PROBLEM A: In the article on the Coast Guard barge plan, where was the Hudson River Waterfront Alliance announced?
PROBLEM B: From the article on the Coast Guard barge plan, repeat word for word the part between "Opposition to a" and "by the alliance.", inclusive.

═════ SELECTED PASSAGE ═════

Opposition to a plan by the United States Coast Guard to have commercial barges anchor off the shores of the Hudson River continued to expand throughout Westchester last week.
Last Monday at Yonkers City Hall, a new organization of municipal officials called the Hudson River Waterfront Alliance was announced. The alliance includes the towns of Cortlandt and Ossining, the villages of Ossining, Buchanan and Briarcliff Manor and the City of Peekskill. An online petition on www.change.org was also launched by the alliance.
“The Town of Cortlandt has invested millions of dollars to acquire land on the river and to construct lovely parks and docks for our rowing association and for kayaks,” Cortlandt Supervisor Linda Puglisi and the Town Board said in a recent statement. “We do not want our vistas destroyed or our investments affected by the ill-conceived plan of the Coast Guard.”

═════ MATERIAL PROVIDED ═════

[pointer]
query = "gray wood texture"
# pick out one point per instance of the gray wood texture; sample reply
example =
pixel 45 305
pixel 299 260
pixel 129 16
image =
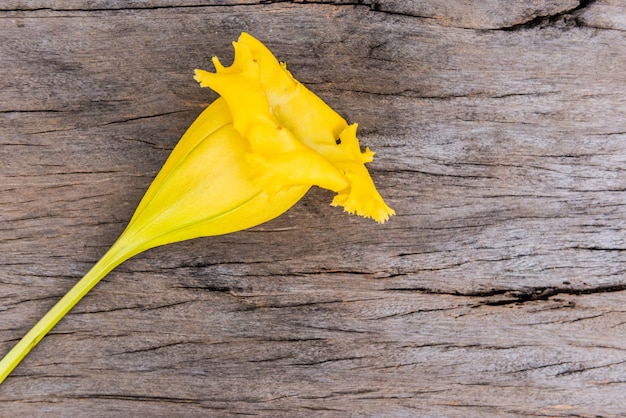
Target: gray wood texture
pixel 497 290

═════

COMPLETE RESPONSE A: At Yonkers City Hall

COMPLETE RESPONSE B:
Opposition to a plan by the United States Coast Guard to have commercial barges anchor off the shores of the Hudson River continued to expand throughout Westchester last week.
Last Monday at Yonkers City Hall, a new organization of municipal officials called the Hudson River Waterfront Alliance was announced. The alliance includes the towns of Cortlandt and Ossining, the villages of Ossining, Buchanan and Briarcliff Manor and the City of Peekskill. An online petition on www.change.org was also launched by the alliance.